┌──

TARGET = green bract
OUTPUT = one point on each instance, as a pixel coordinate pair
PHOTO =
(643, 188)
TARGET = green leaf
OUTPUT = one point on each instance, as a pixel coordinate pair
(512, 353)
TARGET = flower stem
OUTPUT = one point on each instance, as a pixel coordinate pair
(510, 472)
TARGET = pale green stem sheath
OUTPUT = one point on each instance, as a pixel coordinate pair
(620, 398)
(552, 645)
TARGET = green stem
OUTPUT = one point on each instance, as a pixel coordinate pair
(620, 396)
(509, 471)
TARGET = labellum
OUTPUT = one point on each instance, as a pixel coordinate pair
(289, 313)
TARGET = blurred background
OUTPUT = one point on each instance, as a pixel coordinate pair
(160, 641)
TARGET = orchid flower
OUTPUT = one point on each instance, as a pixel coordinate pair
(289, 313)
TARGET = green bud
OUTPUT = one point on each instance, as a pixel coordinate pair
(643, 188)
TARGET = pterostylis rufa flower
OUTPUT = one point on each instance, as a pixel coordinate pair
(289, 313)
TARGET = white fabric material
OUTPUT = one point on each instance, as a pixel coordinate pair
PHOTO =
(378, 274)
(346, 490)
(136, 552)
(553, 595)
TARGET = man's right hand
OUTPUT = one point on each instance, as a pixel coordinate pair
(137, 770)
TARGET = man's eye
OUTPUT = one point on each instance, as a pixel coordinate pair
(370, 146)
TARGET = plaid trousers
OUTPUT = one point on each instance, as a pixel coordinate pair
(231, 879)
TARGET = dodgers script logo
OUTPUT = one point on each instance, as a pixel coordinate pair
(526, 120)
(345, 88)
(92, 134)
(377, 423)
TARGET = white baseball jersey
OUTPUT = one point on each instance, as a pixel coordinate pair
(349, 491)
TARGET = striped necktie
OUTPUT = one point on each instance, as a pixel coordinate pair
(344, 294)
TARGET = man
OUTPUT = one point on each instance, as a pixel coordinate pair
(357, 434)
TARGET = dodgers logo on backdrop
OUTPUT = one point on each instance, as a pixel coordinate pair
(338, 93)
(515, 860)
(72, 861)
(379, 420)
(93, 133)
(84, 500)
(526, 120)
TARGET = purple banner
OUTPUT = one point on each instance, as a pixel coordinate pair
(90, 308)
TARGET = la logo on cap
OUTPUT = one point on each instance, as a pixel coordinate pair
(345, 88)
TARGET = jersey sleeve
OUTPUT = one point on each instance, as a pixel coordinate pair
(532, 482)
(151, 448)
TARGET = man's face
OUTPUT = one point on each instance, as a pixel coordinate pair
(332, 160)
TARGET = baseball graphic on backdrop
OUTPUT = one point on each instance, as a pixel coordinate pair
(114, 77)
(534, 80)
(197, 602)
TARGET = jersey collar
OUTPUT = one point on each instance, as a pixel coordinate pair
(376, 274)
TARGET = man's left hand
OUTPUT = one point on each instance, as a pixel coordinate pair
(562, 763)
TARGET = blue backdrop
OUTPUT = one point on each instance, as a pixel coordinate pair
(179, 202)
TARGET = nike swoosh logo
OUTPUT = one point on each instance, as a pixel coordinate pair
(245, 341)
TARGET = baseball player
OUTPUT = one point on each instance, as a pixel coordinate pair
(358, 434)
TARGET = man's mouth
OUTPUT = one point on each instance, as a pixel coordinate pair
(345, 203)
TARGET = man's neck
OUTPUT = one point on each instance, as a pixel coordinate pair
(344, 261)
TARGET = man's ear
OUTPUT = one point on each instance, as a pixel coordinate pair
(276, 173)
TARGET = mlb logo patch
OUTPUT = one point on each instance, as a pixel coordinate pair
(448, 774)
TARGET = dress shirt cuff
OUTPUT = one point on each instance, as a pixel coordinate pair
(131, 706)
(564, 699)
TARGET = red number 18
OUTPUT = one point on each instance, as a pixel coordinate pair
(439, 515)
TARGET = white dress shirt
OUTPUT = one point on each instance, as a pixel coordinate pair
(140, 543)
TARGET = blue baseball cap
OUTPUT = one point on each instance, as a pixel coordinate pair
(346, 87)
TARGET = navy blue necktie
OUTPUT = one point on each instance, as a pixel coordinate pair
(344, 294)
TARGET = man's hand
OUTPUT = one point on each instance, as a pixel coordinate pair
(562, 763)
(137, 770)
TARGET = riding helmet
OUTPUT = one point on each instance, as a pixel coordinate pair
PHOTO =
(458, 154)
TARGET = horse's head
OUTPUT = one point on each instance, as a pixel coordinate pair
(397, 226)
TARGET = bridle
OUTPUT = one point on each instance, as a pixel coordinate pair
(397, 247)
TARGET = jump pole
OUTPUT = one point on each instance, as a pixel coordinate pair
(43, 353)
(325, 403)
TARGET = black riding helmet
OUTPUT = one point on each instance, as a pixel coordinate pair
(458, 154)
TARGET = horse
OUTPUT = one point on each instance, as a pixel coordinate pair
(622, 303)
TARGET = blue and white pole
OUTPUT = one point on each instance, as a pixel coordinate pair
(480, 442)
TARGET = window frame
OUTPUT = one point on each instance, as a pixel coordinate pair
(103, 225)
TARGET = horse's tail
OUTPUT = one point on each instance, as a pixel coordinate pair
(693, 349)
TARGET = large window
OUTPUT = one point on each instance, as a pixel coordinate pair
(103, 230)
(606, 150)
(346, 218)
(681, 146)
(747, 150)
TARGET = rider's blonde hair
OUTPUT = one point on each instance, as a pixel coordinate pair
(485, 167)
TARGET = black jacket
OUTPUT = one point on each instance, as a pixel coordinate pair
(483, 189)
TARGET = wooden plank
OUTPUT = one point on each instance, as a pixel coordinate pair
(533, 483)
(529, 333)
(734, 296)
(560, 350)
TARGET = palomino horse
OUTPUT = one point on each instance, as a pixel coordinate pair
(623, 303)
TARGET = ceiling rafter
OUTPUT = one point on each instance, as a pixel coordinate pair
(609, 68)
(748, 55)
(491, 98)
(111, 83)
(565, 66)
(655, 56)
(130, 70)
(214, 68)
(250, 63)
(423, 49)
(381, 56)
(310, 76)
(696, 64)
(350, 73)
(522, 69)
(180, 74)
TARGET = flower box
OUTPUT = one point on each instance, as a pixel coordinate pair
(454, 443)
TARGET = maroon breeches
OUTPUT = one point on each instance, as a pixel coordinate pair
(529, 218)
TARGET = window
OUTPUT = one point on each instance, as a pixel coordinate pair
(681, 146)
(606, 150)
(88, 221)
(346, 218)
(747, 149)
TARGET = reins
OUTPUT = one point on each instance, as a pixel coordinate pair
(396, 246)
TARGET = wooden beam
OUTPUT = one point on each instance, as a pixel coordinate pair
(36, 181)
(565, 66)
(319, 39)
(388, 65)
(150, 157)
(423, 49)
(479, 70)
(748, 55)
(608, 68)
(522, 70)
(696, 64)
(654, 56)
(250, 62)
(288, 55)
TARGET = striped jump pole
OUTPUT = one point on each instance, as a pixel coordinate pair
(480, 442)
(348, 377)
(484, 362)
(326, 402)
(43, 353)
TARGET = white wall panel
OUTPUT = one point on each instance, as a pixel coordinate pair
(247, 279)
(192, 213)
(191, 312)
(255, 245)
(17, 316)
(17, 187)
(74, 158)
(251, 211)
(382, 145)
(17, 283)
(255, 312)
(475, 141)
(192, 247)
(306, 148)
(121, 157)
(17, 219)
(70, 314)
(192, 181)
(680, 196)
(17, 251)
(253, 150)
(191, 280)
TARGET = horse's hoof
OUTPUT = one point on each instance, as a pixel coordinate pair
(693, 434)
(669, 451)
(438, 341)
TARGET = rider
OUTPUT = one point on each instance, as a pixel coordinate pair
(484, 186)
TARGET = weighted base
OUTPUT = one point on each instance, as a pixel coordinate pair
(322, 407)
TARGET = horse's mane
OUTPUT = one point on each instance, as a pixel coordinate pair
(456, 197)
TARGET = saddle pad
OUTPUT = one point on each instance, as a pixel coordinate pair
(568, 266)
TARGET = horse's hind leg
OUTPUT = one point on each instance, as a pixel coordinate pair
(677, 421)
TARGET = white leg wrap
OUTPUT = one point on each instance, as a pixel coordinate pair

└──

- Exercise details: A count alone is required. How many lines in the entries contain the string "striped"?

- Solution to the exercise: 2